## [EXCERPT TO READ]
□ □ □ □ □ □ □

Each year, my family would gather around the table on Christmas Eve at my grandma’s place in Engadine (in Sydney’s Sutherland Shire) - sometimes there were almost 30 of us. My nana would be roasting in the kitchen, trying to cook a baked dinner like it was still winter in England, when it was roaring summer in Australia. We’d all sit at the table waiting, salivating, while plate after plate passed under our noses.

The rule in our house: ‘you don’t start eating until the eldest person starts eating’. So, of course, as kids, we tried to distract the adults and sneak morsels of deliciousness.

 
“ALTHOUGH MY FAMILY ISN’T RELIGIOUS, CHRISTMAS IS A PERIOD WHEN ALL OF US ARE ABLE TO COME HOME, CATCH UP, AND BOND…”

“ALTHOUGH MY FAMILY ISN’T RELIGIOUS, CHRISTMAS IS A PERIOD WHEN ALL OF US ARE ABLE TO COME HOME, CATCH UP, AND BOND…”

 

When I turned 11, I decided to stop eating meat. The reason? A dare. My friends and I had started a competition of who couldn’t eat meat for the longest time (FYI - I won).

This news horrified my mum. She was working full-time, in her mid-20s, and it was the 1990s - when vegetarianism was a lot less mainstream. My mum had no idea what a vegetarian diet would include. To make things easier for her, she asked me to keep eating white meat until I was 16.

□ □ □ □ □ □ □

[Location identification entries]
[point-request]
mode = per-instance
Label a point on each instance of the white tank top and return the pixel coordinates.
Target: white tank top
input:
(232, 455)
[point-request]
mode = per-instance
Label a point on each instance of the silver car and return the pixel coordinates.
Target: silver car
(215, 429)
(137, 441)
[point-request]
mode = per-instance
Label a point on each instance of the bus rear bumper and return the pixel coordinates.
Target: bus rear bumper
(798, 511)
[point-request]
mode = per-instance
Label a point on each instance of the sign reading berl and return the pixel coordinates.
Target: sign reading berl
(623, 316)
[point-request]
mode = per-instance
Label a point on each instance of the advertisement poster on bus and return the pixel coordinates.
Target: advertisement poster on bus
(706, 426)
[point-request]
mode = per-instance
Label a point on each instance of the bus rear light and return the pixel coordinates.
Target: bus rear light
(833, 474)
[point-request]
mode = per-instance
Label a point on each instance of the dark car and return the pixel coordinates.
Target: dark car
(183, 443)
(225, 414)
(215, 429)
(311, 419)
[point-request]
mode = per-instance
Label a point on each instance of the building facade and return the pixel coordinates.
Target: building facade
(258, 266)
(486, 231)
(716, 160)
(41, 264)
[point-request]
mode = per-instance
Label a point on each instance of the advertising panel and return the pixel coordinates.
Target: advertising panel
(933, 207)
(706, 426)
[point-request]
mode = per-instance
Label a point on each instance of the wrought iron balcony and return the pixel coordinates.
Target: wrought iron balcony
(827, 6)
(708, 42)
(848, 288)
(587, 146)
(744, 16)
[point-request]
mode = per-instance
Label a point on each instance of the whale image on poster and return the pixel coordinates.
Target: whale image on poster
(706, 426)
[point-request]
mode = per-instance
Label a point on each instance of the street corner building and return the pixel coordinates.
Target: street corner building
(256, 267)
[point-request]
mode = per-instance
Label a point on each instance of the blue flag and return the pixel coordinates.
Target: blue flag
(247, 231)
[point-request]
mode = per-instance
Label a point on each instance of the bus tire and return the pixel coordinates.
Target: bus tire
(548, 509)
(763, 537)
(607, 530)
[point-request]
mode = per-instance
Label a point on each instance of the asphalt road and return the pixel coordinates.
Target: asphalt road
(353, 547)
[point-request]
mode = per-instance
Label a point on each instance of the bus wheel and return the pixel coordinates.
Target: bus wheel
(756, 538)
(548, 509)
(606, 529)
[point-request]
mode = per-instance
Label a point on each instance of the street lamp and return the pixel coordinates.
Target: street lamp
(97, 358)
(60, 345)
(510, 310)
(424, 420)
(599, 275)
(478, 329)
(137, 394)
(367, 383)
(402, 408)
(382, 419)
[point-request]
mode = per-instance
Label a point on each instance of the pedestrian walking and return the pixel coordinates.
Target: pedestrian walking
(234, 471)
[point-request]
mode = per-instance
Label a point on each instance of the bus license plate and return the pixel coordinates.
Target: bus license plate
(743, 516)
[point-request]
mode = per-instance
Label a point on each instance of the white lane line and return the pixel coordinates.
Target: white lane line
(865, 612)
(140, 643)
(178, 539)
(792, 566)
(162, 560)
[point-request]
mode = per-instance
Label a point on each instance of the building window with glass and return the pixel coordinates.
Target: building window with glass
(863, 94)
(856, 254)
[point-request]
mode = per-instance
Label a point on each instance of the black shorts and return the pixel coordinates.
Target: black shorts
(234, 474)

□ □ □ □ □ □ □

## [WHAT YOU NEED TO DO]
- 1) Answer these questions about the Christmas memoir:
(a) Where was the grandma's place where the family gathered on Christmas Eve?
(b) At what age did the writer stop eating meat?
(c) Until what age did the writer's mum ask the writer to keep eating white meat?
- 2) How many lines of the records contain the string "balcony"? Reply with the number only.
The text has no connection to the records.

## [ANSWERS IN ORDER]
- 1)
(a) Engadine, in Sydney's Sutherland Shire
(b) 11
(c) 16

- 2) 2